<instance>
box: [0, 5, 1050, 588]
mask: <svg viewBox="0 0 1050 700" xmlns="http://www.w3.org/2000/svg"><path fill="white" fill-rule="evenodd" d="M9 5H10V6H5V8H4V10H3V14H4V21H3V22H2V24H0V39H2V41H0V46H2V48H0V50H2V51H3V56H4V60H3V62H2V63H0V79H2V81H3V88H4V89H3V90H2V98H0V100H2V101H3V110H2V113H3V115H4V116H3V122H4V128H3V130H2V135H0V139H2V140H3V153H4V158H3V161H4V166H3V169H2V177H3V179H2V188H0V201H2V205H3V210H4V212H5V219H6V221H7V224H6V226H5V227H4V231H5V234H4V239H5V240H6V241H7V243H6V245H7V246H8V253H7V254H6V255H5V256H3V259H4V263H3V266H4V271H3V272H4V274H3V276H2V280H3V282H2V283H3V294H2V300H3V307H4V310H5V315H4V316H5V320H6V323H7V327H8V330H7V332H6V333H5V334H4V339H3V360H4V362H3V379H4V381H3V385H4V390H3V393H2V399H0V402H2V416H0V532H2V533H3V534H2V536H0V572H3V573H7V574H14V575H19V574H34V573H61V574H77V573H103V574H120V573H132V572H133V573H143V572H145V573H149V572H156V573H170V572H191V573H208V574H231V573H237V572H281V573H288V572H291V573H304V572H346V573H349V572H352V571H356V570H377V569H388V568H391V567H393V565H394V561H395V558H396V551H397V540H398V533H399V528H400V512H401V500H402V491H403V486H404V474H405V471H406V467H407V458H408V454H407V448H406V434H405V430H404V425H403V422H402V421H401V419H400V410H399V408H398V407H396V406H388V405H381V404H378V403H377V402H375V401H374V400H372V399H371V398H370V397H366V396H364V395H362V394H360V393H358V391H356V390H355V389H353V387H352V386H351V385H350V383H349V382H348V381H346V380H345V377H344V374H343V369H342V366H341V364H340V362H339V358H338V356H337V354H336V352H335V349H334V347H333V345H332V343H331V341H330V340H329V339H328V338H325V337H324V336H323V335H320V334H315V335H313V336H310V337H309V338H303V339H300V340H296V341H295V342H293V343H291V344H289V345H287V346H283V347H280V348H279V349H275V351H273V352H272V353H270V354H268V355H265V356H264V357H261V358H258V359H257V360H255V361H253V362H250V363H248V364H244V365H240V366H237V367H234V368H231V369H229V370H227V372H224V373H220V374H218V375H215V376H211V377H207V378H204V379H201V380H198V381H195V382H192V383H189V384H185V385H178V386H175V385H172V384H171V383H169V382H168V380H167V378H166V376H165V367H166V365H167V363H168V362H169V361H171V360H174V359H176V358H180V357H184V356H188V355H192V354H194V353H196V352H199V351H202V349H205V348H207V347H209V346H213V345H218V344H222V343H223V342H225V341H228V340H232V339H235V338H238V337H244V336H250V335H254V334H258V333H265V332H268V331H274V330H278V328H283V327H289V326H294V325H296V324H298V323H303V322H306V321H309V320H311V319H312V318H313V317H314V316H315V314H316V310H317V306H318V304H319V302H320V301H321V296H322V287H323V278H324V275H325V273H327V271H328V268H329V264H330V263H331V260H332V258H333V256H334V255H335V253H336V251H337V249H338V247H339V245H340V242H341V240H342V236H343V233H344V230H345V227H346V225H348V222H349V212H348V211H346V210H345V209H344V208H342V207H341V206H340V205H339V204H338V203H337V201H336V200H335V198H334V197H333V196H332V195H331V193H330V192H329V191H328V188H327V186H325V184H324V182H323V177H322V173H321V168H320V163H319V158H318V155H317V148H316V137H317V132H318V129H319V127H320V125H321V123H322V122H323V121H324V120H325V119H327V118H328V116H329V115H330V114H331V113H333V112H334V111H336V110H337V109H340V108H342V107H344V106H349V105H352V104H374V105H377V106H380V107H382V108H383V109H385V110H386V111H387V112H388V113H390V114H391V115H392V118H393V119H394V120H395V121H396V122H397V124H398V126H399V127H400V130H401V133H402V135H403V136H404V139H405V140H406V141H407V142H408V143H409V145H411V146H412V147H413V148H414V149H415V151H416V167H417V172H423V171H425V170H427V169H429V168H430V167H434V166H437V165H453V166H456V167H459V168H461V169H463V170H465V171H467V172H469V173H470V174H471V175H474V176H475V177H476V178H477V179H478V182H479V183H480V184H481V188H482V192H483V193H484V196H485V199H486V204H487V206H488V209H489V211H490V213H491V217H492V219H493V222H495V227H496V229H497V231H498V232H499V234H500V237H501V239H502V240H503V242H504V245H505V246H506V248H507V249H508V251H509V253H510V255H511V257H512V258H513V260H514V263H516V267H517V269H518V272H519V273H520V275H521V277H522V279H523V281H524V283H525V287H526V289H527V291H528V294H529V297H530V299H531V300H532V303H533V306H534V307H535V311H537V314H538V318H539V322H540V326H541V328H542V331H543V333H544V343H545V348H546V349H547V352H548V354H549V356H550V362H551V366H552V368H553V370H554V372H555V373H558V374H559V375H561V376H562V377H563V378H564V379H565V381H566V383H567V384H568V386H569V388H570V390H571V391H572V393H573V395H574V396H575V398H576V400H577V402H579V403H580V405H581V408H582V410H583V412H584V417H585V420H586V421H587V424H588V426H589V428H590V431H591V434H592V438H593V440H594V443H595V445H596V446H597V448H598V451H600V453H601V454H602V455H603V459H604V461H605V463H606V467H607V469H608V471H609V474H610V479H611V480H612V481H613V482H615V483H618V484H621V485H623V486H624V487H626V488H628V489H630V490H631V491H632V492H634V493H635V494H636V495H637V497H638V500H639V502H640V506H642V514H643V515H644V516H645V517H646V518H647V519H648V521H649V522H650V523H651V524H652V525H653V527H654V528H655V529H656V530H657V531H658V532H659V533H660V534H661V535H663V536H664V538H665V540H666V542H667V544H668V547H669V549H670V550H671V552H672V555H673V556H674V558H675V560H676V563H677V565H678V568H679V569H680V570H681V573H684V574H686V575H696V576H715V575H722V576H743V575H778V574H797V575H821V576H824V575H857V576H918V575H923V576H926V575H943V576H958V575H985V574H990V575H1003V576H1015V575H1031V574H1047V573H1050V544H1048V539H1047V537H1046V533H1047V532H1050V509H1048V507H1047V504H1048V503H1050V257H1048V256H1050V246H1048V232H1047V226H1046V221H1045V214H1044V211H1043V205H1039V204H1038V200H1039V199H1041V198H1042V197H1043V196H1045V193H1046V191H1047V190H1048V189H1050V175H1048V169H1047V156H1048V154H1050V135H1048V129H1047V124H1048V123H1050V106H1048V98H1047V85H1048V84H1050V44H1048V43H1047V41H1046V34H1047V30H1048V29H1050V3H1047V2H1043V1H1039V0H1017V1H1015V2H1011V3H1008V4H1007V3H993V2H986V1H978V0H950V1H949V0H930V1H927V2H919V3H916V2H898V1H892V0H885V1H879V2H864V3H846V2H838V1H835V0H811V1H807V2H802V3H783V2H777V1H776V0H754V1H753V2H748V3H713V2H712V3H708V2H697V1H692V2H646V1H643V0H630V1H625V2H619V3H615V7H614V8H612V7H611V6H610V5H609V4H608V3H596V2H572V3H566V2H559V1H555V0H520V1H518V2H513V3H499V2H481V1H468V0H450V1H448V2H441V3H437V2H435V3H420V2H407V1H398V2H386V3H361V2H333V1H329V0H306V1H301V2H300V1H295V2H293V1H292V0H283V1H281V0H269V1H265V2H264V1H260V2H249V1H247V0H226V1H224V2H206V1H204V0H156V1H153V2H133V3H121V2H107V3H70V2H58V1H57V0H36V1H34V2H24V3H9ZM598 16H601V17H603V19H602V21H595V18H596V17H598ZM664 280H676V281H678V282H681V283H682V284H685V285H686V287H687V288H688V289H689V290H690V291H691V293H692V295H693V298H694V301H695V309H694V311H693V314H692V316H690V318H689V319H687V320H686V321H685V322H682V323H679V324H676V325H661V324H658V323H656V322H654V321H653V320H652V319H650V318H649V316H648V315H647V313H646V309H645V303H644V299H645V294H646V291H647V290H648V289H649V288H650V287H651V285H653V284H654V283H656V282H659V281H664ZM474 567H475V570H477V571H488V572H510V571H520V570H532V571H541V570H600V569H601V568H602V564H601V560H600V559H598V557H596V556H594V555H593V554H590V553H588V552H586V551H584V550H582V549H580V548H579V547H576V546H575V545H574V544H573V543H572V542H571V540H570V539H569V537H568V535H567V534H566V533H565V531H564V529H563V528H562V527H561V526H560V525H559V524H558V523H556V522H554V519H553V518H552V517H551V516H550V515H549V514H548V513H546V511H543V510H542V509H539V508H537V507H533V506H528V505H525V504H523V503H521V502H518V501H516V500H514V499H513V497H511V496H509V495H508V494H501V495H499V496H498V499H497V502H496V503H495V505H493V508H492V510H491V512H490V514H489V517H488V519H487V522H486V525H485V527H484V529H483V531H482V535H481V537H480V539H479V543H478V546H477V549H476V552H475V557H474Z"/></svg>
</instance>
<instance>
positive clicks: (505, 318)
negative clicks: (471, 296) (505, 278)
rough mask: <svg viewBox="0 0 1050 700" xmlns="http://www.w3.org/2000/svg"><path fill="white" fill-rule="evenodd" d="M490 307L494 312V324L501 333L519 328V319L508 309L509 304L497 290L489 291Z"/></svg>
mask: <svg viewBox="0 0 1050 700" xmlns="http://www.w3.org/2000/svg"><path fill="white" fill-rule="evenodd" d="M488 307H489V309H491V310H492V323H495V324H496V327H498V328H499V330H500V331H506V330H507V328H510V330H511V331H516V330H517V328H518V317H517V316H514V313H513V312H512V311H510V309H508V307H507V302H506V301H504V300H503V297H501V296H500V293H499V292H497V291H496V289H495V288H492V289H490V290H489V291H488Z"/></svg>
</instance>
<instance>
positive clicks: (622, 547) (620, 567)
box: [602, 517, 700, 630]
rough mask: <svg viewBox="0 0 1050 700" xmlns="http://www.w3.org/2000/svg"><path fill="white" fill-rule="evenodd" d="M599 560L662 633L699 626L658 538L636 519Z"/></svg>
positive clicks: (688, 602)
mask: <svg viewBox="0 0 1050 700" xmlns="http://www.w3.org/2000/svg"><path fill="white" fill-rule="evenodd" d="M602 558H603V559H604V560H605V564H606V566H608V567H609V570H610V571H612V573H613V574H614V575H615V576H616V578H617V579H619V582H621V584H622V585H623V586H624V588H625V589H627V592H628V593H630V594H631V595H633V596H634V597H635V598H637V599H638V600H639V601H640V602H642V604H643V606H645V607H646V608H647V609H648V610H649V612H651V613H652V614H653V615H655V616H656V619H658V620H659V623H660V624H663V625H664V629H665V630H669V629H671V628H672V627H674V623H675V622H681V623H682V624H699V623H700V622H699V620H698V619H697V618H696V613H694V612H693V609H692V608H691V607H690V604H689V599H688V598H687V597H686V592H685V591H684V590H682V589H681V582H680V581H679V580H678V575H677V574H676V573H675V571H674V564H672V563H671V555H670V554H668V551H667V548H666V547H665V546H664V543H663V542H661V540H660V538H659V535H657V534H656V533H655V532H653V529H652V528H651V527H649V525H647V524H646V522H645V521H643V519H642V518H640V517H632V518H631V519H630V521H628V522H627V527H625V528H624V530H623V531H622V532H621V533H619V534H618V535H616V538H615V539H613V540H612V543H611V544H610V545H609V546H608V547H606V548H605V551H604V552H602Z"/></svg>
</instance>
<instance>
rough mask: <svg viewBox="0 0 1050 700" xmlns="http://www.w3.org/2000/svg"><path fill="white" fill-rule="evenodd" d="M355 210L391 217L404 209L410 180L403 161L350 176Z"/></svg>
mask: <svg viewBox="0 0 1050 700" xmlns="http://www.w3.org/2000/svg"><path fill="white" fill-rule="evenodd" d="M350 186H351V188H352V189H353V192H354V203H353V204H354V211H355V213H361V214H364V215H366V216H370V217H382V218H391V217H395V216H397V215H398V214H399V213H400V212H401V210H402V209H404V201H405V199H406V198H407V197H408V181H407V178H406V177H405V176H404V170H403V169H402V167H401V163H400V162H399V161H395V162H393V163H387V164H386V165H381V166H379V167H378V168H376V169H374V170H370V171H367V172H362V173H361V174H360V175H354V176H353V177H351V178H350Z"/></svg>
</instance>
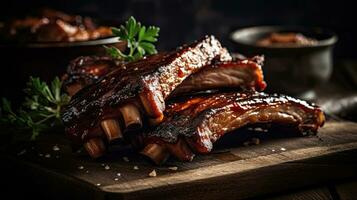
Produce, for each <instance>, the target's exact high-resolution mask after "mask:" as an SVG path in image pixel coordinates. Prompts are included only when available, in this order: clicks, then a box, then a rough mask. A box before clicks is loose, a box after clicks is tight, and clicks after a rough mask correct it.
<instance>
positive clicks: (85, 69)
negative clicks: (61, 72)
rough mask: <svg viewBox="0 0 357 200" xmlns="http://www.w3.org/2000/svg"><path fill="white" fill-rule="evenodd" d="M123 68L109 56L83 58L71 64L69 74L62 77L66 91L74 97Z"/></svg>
mask: <svg viewBox="0 0 357 200" xmlns="http://www.w3.org/2000/svg"><path fill="white" fill-rule="evenodd" d="M118 67H122V63H121V62H119V61H116V60H114V59H113V58H111V57H107V56H81V57H78V58H76V59H74V60H73V61H71V63H70V64H69V66H68V67H67V73H66V74H65V75H64V76H63V77H62V80H63V87H64V89H65V91H66V92H67V93H68V94H69V95H70V96H73V95H74V94H75V93H77V92H78V91H79V90H80V89H82V88H83V87H85V86H87V85H90V84H93V83H95V82H96V81H97V80H98V79H100V78H101V77H103V76H104V75H106V74H108V73H109V72H111V71H113V70H115V69H116V68H118Z"/></svg>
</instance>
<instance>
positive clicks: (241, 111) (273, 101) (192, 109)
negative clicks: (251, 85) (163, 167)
mask: <svg viewBox="0 0 357 200" xmlns="http://www.w3.org/2000/svg"><path fill="white" fill-rule="evenodd" d="M165 116H166V119H165V121H164V122H163V123H161V124H160V125H159V126H157V127H155V128H154V129H153V130H152V131H150V132H148V133H147V135H146V144H147V145H146V147H145V148H144V150H143V151H142V153H143V154H144V155H146V156H148V157H150V158H151V159H152V160H153V161H154V162H155V163H157V164H160V163H162V162H163V161H165V159H166V158H167V157H168V156H169V155H170V154H172V155H174V156H176V157H177V158H178V159H180V160H183V161H190V160H192V159H193V156H194V154H195V153H208V152H210V151H211V150H212V147H213V143H214V142H215V141H217V140H218V139H219V138H221V137H222V136H223V135H225V134H226V133H229V132H232V131H234V130H237V129H240V128H242V127H246V126H249V125H254V124H280V125H283V126H288V127H290V128H291V129H294V130H296V131H297V132H300V133H302V134H305V133H316V132H317V130H318V128H319V127H321V126H322V125H323V124H324V121H325V117H324V114H323V112H322V111H321V110H320V108H319V107H317V106H315V105H313V104H309V103H307V102H305V101H302V100H298V99H295V98H292V97H289V96H284V95H277V94H273V95H269V94H265V93H258V92H240V93H237V92H230V93H218V94H210V95H204V96H199V97H197V96H196V97H190V98H185V99H184V100H181V101H178V102H174V103H170V104H169V105H168V106H167V109H166V111H165Z"/></svg>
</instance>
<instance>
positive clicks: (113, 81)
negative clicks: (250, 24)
mask: <svg viewBox="0 0 357 200" xmlns="http://www.w3.org/2000/svg"><path fill="white" fill-rule="evenodd" d="M231 59H232V58H231V56H230V54H229V53H228V51H227V50H226V49H225V48H223V47H222V46H221V44H220V42H219V41H218V40H217V39H216V38H214V37H213V36H207V37H205V38H204V39H202V40H200V41H198V42H195V43H193V44H191V45H188V46H183V47H180V48H179V49H178V50H176V51H174V52H171V53H168V54H156V55H152V56H148V57H146V58H143V59H141V60H139V61H136V62H131V63H128V64H126V65H124V66H123V67H119V68H117V69H115V70H113V71H111V72H110V73H108V74H106V75H105V76H104V77H102V78H101V79H100V80H98V81H97V82H96V83H95V84H90V85H88V86H86V87H85V88H83V89H81V90H80V91H78V92H77V93H76V94H75V95H74V96H73V97H72V100H71V102H70V104H69V106H68V107H67V108H66V109H65V110H64V111H63V113H62V120H63V122H64V124H65V126H66V133H67V134H68V135H69V136H70V138H71V139H72V141H74V142H75V143H84V147H85V148H86V149H87V151H88V152H89V154H90V155H91V156H92V157H99V156H101V155H102V154H103V153H104V150H105V149H104V148H103V147H104V146H105V145H104V141H103V138H105V137H106V138H107V140H108V141H112V140H114V139H117V138H122V137H123V133H122V132H124V133H125V132H132V131H136V130H138V129H140V128H142V126H143V121H148V122H150V123H152V124H157V123H159V122H161V121H162V119H163V111H164V110H165V100H166V99H167V98H168V97H169V95H170V94H171V93H172V91H174V89H175V88H176V87H177V86H179V85H180V84H181V83H182V82H183V81H184V80H185V79H186V78H187V77H188V76H190V75H191V74H193V73H195V72H197V71H199V70H200V69H201V68H202V67H205V66H207V65H210V64H212V63H213V62H216V61H217V62H225V61H230V60H231ZM142 116H145V118H143V117H142Z"/></svg>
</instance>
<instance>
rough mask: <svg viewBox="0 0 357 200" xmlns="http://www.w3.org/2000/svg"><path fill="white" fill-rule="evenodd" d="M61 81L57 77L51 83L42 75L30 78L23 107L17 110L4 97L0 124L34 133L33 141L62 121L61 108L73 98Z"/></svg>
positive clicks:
#####
WORK TASK:
Print, without alteration, only the lines above between the one holding "68L109 56L83 58L71" and the one holding "positive clicks: (241, 111)", inclusive.

EXERCISE RESPONSE:
rough mask: <svg viewBox="0 0 357 200" xmlns="http://www.w3.org/2000/svg"><path fill="white" fill-rule="evenodd" d="M123 68L109 56L83 58L71 64L69 74L62 77L66 91L74 97Z"/></svg>
mask: <svg viewBox="0 0 357 200" xmlns="http://www.w3.org/2000/svg"><path fill="white" fill-rule="evenodd" d="M118 67H122V63H121V62H119V61H116V60H114V59H113V58H111V57H107V56H81V57H78V58H76V59H74V60H73V61H71V63H70V64H69V66H68V67H67V73H66V74H65V75H64V76H63V77H62V80H63V87H64V89H65V91H66V92H67V93H68V94H69V95H70V96H73V95H74V94H75V93H77V92H78V91H79V90H80V89H82V88H83V87H85V86H87V85H90V84H93V83H95V82H96V81H97V80H98V79H100V78H101V77H103V76H104V75H106V74H108V73H109V72H111V71H113V70H115V69H116V68H118Z"/></svg>
</instance>
<instance>
positive clicks: (241, 111) (273, 101) (192, 109)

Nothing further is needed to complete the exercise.